Direction: Can you quote, verbatim, the part of the entries that opens with the line containing "of the calm" and closes with the line containing "<point>758,637</point>", including both of those lines?
>> start Supplied material
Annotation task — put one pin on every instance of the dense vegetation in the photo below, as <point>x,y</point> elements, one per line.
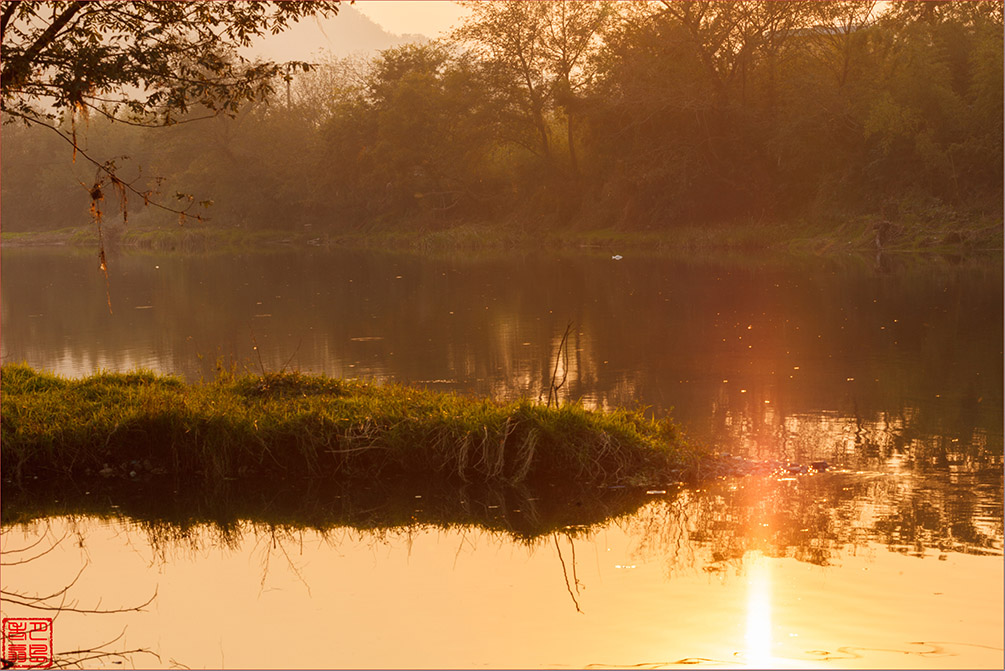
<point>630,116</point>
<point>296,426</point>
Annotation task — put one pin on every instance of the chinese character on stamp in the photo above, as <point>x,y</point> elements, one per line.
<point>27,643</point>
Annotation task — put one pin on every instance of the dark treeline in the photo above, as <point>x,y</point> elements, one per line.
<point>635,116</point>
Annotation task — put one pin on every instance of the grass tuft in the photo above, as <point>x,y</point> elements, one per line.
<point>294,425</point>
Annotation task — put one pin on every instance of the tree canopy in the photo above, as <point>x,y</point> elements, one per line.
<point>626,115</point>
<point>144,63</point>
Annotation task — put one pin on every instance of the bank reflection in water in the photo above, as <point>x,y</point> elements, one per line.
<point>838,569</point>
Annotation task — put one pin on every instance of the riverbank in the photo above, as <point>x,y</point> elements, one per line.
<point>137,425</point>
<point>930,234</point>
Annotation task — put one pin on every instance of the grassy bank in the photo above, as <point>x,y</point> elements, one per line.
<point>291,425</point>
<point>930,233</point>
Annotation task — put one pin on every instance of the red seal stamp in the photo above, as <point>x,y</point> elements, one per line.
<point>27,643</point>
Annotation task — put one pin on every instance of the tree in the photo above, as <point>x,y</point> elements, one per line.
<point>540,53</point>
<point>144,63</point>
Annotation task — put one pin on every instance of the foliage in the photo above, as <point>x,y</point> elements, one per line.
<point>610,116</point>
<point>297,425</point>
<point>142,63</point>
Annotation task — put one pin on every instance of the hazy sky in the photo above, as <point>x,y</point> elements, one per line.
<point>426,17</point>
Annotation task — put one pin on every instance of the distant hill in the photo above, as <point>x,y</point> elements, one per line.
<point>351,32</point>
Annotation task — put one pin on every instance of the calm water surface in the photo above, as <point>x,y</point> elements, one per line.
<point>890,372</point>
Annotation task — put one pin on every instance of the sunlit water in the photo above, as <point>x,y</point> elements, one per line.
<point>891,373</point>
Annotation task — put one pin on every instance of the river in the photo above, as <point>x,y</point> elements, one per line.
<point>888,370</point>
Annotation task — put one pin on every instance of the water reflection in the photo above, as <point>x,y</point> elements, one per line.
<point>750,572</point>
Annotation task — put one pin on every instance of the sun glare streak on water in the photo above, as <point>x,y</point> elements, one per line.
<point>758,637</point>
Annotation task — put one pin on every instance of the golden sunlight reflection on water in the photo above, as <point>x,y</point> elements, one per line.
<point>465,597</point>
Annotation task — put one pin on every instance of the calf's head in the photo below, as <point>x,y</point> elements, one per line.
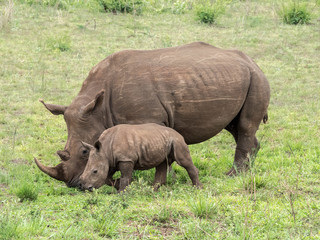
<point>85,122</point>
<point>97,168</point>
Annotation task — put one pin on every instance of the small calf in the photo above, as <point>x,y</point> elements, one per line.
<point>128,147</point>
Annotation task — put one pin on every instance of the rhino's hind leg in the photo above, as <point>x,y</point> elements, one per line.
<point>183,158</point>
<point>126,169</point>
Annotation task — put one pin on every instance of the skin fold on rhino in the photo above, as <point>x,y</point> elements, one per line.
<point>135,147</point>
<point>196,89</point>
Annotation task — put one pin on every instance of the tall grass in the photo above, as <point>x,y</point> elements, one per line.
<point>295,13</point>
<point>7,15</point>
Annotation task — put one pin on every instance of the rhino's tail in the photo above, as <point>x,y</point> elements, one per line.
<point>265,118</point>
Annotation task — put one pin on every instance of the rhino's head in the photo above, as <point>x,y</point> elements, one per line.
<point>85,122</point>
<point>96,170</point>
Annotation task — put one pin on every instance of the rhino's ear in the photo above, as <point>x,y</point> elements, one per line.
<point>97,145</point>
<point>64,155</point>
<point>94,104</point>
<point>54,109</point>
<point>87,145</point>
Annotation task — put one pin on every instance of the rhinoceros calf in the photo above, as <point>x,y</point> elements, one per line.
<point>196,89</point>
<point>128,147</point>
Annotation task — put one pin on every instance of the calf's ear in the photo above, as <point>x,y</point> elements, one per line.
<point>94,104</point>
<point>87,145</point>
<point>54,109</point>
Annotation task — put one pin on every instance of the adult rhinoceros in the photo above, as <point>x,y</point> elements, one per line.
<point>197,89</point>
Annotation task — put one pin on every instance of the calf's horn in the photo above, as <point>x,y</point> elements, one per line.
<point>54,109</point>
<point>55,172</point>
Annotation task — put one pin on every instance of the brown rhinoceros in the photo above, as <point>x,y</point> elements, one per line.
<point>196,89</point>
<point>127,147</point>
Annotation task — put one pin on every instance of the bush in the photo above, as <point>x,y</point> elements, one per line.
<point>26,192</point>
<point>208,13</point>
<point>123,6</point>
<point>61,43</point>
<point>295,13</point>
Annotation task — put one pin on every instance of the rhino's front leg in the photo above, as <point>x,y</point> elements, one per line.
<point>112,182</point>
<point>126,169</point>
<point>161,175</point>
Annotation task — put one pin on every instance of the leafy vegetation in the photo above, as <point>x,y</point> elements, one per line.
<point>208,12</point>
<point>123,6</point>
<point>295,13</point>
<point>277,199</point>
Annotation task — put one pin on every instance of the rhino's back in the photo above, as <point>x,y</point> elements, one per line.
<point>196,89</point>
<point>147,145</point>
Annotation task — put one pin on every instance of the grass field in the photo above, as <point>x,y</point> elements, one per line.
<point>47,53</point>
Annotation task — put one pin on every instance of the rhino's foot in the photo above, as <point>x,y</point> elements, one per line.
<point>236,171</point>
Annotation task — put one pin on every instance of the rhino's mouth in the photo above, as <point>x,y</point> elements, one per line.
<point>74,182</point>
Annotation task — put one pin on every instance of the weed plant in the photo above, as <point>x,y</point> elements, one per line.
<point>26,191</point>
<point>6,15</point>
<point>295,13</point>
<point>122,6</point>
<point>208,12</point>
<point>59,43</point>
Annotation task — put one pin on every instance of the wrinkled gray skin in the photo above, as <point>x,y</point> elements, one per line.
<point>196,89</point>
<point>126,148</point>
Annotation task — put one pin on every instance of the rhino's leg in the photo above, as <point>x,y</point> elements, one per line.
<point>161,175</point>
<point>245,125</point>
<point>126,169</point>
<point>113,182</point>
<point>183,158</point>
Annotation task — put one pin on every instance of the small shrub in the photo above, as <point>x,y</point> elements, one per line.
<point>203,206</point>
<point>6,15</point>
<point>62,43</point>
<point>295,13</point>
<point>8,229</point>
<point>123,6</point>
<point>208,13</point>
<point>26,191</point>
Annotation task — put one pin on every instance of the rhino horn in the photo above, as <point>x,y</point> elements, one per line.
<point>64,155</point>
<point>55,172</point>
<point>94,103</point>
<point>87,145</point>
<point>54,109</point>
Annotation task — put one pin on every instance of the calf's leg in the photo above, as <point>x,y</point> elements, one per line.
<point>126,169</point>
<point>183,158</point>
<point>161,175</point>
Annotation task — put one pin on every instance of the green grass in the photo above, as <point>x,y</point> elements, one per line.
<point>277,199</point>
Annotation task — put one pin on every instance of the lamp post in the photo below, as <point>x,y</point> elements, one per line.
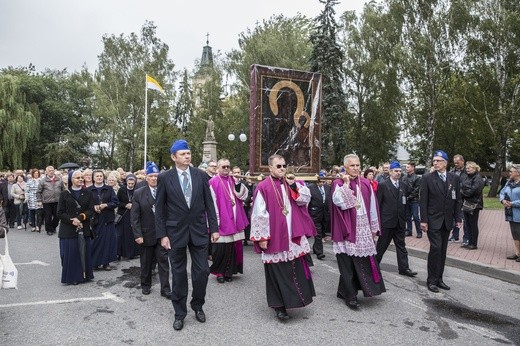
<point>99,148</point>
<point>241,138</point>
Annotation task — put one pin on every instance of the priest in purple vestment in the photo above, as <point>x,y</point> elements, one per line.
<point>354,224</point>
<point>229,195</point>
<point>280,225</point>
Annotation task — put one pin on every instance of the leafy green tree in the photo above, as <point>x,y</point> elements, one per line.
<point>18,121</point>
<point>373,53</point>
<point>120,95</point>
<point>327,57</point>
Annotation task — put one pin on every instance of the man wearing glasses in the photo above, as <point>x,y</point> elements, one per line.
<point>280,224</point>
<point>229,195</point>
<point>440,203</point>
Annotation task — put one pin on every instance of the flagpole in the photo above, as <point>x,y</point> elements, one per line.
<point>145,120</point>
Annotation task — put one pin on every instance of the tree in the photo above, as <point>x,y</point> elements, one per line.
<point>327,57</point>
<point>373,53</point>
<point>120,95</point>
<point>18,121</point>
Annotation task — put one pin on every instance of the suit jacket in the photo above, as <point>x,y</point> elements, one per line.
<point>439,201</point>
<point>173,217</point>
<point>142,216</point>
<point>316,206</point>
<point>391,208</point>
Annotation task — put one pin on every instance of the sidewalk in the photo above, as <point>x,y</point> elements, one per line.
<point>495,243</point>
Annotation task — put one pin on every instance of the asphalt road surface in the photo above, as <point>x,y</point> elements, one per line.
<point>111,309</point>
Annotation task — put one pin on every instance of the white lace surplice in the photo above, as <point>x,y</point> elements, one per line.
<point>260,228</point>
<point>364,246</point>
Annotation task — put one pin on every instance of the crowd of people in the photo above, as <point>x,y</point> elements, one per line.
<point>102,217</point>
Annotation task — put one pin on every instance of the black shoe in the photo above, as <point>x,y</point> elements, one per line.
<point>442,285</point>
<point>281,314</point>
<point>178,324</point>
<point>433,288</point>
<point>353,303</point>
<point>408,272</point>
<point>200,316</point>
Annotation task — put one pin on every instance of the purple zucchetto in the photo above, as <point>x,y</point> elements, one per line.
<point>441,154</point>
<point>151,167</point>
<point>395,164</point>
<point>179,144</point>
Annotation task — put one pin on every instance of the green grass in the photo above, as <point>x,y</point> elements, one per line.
>> end Supplied material
Answer to the exercise:
Annotation task — put one pin on every instance of the calm water surface in the photo above, as <point>x,y</point> elements, one per line.
<point>890,372</point>
Annotation task — put one pin on every instance of the sunlit water in the photo above, as <point>x,y</point> elements, one per line.
<point>891,373</point>
Annotation task — put one pin on every instance of the river in the photo above, as <point>x,y</point> elements, one per line.
<point>888,370</point>
Annotation task — put one pin on every instance of the water reflection in the photo above, as <point>x,y</point> elements, one per line.
<point>750,572</point>
Annotation task — put one pin on every instance of the sun glare streak on water in the photo above, as <point>x,y</point> elements, one per line.
<point>758,637</point>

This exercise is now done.